— begin Given records —

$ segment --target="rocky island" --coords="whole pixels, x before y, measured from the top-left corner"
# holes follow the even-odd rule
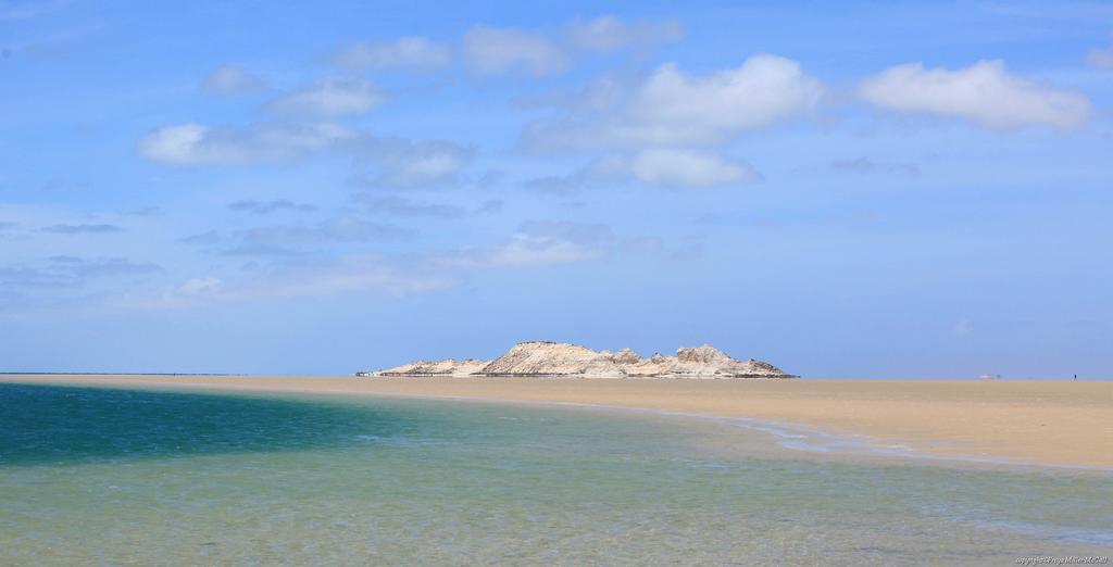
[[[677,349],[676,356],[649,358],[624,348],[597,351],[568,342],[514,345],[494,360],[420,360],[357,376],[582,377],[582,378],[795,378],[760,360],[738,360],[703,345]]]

— end Given records —
— begin Given records —

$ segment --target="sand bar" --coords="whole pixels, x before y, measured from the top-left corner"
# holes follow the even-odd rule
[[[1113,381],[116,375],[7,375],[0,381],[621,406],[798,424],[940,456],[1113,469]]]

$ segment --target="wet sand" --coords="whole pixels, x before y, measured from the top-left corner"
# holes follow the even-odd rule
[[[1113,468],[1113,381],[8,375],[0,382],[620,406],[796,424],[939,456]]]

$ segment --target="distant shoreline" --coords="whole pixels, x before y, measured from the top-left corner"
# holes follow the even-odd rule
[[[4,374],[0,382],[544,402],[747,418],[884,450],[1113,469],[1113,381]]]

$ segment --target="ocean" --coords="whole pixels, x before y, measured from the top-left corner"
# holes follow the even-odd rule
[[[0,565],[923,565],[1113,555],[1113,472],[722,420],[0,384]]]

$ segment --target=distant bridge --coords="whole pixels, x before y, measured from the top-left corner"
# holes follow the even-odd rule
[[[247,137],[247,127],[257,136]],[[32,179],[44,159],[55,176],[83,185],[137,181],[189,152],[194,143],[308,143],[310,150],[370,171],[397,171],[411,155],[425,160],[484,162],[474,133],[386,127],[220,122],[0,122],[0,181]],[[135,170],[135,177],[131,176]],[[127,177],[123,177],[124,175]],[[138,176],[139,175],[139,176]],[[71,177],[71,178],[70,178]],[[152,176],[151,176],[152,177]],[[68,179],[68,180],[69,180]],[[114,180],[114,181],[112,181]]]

— end Given records —

Written task: Report how many lines of the records above contain the string "sand", matching case exactly. Give only the number.

Reply: 2